### [WRITTEN INSTRUCTION]
Render the listing below as a numbered list, dropping any blank lines and leaving the pictures out.

### [SUPPLIED INFORMATION]

-.-.-

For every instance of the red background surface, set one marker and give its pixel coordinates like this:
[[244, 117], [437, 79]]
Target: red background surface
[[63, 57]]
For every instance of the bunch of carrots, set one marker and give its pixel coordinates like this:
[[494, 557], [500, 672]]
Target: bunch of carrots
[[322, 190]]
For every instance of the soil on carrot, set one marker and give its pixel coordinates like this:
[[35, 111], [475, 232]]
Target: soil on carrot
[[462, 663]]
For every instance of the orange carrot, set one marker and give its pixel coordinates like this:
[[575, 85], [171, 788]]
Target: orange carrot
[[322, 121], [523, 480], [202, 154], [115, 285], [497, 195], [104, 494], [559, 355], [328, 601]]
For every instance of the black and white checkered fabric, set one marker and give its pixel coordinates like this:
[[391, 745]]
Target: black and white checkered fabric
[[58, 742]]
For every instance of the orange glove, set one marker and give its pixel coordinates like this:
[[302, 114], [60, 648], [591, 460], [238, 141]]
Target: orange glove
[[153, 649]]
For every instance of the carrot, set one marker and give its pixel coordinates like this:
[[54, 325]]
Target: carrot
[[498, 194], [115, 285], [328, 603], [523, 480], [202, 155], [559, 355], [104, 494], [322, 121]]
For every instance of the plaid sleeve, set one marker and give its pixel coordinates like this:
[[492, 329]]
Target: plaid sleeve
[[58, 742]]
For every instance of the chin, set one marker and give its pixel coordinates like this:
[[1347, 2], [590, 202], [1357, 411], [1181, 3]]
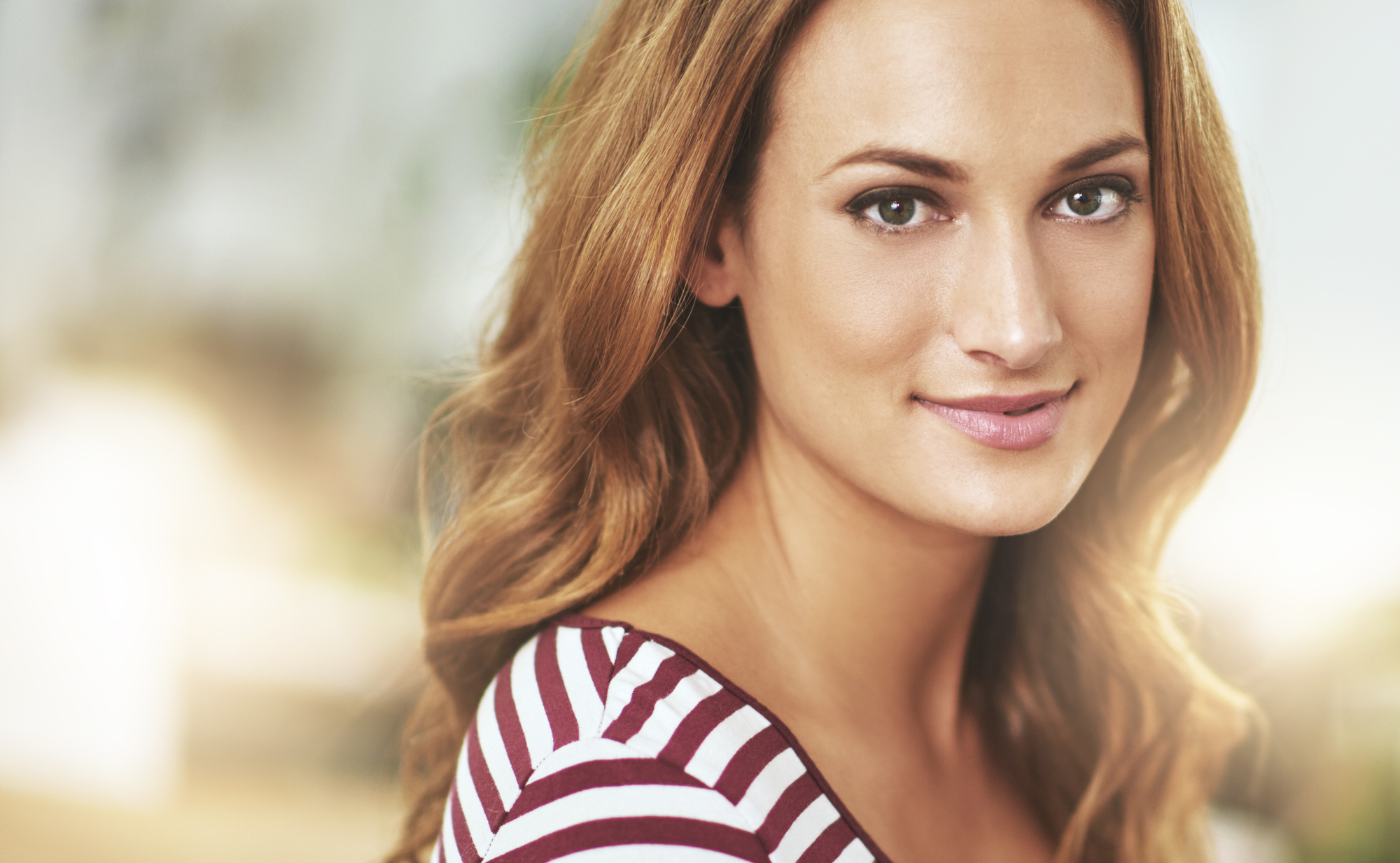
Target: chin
[[997, 509]]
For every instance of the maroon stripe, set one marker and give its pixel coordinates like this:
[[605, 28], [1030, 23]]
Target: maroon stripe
[[645, 698], [831, 843], [654, 829], [747, 764], [631, 645], [464, 836], [509, 722], [698, 724], [611, 772], [797, 797], [596, 653], [482, 779], [561, 710]]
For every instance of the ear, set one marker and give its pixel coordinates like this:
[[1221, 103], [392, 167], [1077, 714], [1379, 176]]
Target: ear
[[715, 271]]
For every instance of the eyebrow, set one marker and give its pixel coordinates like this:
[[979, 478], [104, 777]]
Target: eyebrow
[[1107, 149], [943, 169], [916, 163]]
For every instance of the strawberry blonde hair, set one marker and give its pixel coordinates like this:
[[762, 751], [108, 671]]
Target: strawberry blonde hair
[[611, 409]]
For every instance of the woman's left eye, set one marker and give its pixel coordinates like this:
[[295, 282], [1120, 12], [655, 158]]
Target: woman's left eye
[[1096, 204]]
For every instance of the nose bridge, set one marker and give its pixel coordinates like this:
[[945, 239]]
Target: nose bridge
[[1004, 310]]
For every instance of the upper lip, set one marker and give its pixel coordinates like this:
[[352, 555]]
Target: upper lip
[[1002, 404]]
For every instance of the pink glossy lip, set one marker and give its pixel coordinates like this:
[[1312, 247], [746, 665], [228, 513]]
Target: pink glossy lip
[[1006, 422]]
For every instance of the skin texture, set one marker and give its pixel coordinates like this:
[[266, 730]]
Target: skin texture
[[838, 577]]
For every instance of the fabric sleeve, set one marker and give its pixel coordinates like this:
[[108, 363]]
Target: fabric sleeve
[[603, 800]]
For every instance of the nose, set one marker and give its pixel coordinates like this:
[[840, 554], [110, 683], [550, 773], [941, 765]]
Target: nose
[[1003, 306]]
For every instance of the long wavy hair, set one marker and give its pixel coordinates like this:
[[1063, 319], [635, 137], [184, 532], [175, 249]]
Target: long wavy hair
[[610, 409]]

-.-.-

### [RIGHT ANSWER]
1. For every instance of the red background surface, set one marker and give its pixel coordinates like this:
2. [[244, 117], [437, 79]]
3. Target: red background surface
4. [[63, 57]]
5. For every instance of the bunch of carrots, set one marker and give its pixel coordinates like this:
6. [[494, 557], [500, 672]]
7. Target: bunch of carrots
8. [[322, 190]]
9. For every instance of the soil on carrot, set one marker and give its pixel coordinates like this:
10. [[35, 111], [475, 232]]
11. Target: soil on carrot
12. [[462, 663]]
13. For every instance of the orange carrot, set one marker and give its pixel coordinates like this:
14. [[575, 85], [171, 788]]
15. Target: orange carrot
16. [[322, 121], [523, 480], [202, 154], [115, 285], [497, 195], [104, 494], [559, 355], [328, 601]]
17. For every instance of the black and white checkered fabric, set one marker and give its pixel coordinates like this:
18. [[391, 745]]
19. Target: black and white checkered fabric
20. [[58, 742]]
21. For every instance of the orange glove, set one marker and give its pixel coordinates like this:
22. [[302, 114], [60, 648], [591, 460], [238, 141]]
23. Target: orange glove
24. [[153, 649]]
25. For every instance of the carrot, set one marker and give its pixel coordinates like this:
26. [[54, 325]]
27. Target: carrot
28. [[498, 194], [115, 285], [328, 603], [523, 480], [202, 155], [559, 355], [104, 494], [322, 121]]
29. For every instance of the plaid sleeve, set one marker and give its pixel coordinates like this:
30. [[492, 329]]
31. Target: plaid sleeve
32. [[58, 742]]
33. For every instance of the chin, set one marker and give its pixel coordinates like this:
34. [[1347, 2], [590, 202], [1357, 411], [1181, 3]]
35. Target: chin
36. [[997, 509]]
37. For every instance of the maroon stripe, set one marker and give its pixel coordinates like this:
38. [[605, 28], [1030, 23]]
39. Target: maroon stripe
40. [[645, 698], [831, 843], [654, 829], [747, 764], [631, 645], [464, 836], [509, 722], [698, 724], [611, 772], [797, 797], [596, 653], [482, 779], [561, 710]]
41. For every instance of the ear, set one marker and give its pixel coordinates like this:
42. [[1221, 103], [392, 167], [1077, 714], [1379, 176]]
43. Target: ear
44. [[715, 271]]
45. For every instance of the eyebrow, set one marker and give its pixel coordinates like this:
46. [[979, 478], [104, 777]]
47. Target: eyebrow
48. [[1107, 149], [943, 169], [916, 163]]
49. For every instance of the strawberry blonde hair, set one marker and give its pixel coordinates like this:
50. [[762, 751], [108, 671]]
51. Target: strawberry blonde hair
52. [[611, 409]]
53. For every instance of the woman's left eye, set one marker and give its pixel coordinates like this:
54. [[295, 282], [1120, 12], [655, 158]]
55. Target: woman's left eye
56. [[1096, 204]]
57. For every instance of the nose bridge, set one marker and give its pixel coordinates like this:
58. [[945, 239]]
59. Target: nose bridge
60. [[1004, 310]]
61. For every instance of the upper lip, set one marker and give its pixel coordinates like this:
62. [[352, 555]]
63. Target: upper lip
64. [[1002, 404]]
65. For every instance of the pink glossy lip, set one marker and give its pixel coordinates like this:
66. [[1312, 247], [746, 665], [228, 513]]
67. Target: pink glossy lip
68. [[1006, 422]]
69. For every instance of the skin texture, set one marker and give its pixel coordinates like this:
70. [[266, 730]]
71. Target: skin texture
72. [[838, 577]]
73. For every instance of the fabric sleeve, set one marker and give its pixel coordinates like this:
74. [[108, 363]]
75. Target: fabric sleeve
76. [[603, 800]]
77. For every instance of the nose, set one marker and give its pixel coordinates like this:
78. [[840, 554], [110, 683], [550, 773], [941, 765]]
79. Target: nose
80. [[1003, 306]]
81. For every instance of the long wavy hair, set one marker and give its pixel coordinates like this:
82. [[1063, 319], [635, 137], [184, 532], [175, 249]]
83. Target: long wavy hair
84. [[610, 409]]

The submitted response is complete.